» WORK INSTRUCTION 1
In the article on the unemployment benefits increase below, what was the weekly jump approved by Congress?
» WORK INSTRUCTION 2
Reproduce the article on the unemployment benefits increase below word for word, everything from "However, the $600-per-week" down to "a different effect.".

» PASSAGE FOR REVIEW
===

The increase in unemployment benefits for millions of out-of-work Americans was done with the best intentions.
However, the $600-per-week jump approved by Congress as part of a $2.2 trillion coronavirus stimulus package known as the CARES Act passed in March has had a different effect.
Essentially, the government has made it more beneficial for some employees to stay unemployed rather than collect their regular paycheck.
And while the debate over the measure turned into a political talking point, Banyan Hill Publishing’s Michael Carr — the author of our immensely popular “Chart of the Day” features here on Money & Markets, said it has grown beyond that.
“It turns out that this is not only the dumbest idea in the history of the Congress, it’s also an economic problem,” Carr said.
The issue extends beyond today and into the future when the unemployment benefits increase runs out.
“Finding the right answer involves solving a complex math problem to determine the net present value of both options,” Carr said. “Unfortunately, the school systems don’t provide tools to solve multivariable equations to the lowest-paid workers House Speaker Nancy Pelosi worries so much about.”

===

» DATA FOR ANALYSIS
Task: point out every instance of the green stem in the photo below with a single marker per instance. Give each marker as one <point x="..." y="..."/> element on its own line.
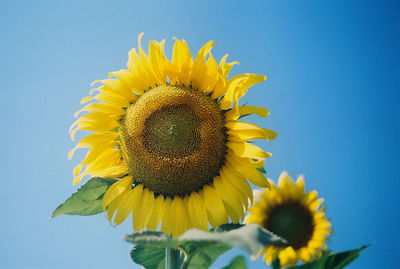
<point x="172" y="258"/>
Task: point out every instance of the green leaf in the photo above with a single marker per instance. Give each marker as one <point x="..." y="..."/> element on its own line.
<point x="262" y="170"/>
<point x="150" y="258"/>
<point x="239" y="262"/>
<point x="87" y="200"/>
<point x="332" y="260"/>
<point x="202" y="248"/>
<point x="276" y="264"/>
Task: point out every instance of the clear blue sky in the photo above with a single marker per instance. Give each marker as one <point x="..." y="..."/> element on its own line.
<point x="332" y="89"/>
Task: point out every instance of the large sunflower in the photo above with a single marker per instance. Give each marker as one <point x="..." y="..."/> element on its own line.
<point x="170" y="131"/>
<point x="294" y="215"/>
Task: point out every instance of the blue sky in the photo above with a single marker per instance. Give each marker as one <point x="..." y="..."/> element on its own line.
<point x="332" y="89"/>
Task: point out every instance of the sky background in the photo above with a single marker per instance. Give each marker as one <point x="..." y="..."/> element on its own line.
<point x="332" y="89"/>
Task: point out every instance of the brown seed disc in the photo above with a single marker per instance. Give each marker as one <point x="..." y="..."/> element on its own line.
<point x="174" y="140"/>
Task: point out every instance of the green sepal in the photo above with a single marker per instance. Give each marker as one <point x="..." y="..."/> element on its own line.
<point x="200" y="248"/>
<point x="261" y="169"/>
<point x="239" y="262"/>
<point x="332" y="260"/>
<point x="87" y="199"/>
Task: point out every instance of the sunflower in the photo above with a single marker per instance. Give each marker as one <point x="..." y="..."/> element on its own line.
<point x="169" y="131"/>
<point x="294" y="215"/>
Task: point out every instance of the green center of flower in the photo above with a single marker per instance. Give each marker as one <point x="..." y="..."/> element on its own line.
<point x="292" y="222"/>
<point x="173" y="140"/>
<point x="173" y="131"/>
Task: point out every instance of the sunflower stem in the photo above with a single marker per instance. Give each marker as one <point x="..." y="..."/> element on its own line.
<point x="172" y="258"/>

===

» EXERCISE ANSWER 1
$600 per week

» EXERCISE ANSWER 2
However, the $600-per-week jump approved by Congress as part of a $2.2 trillion coronavirus stimulus package known as the CARES Act passed in March has had a different effect.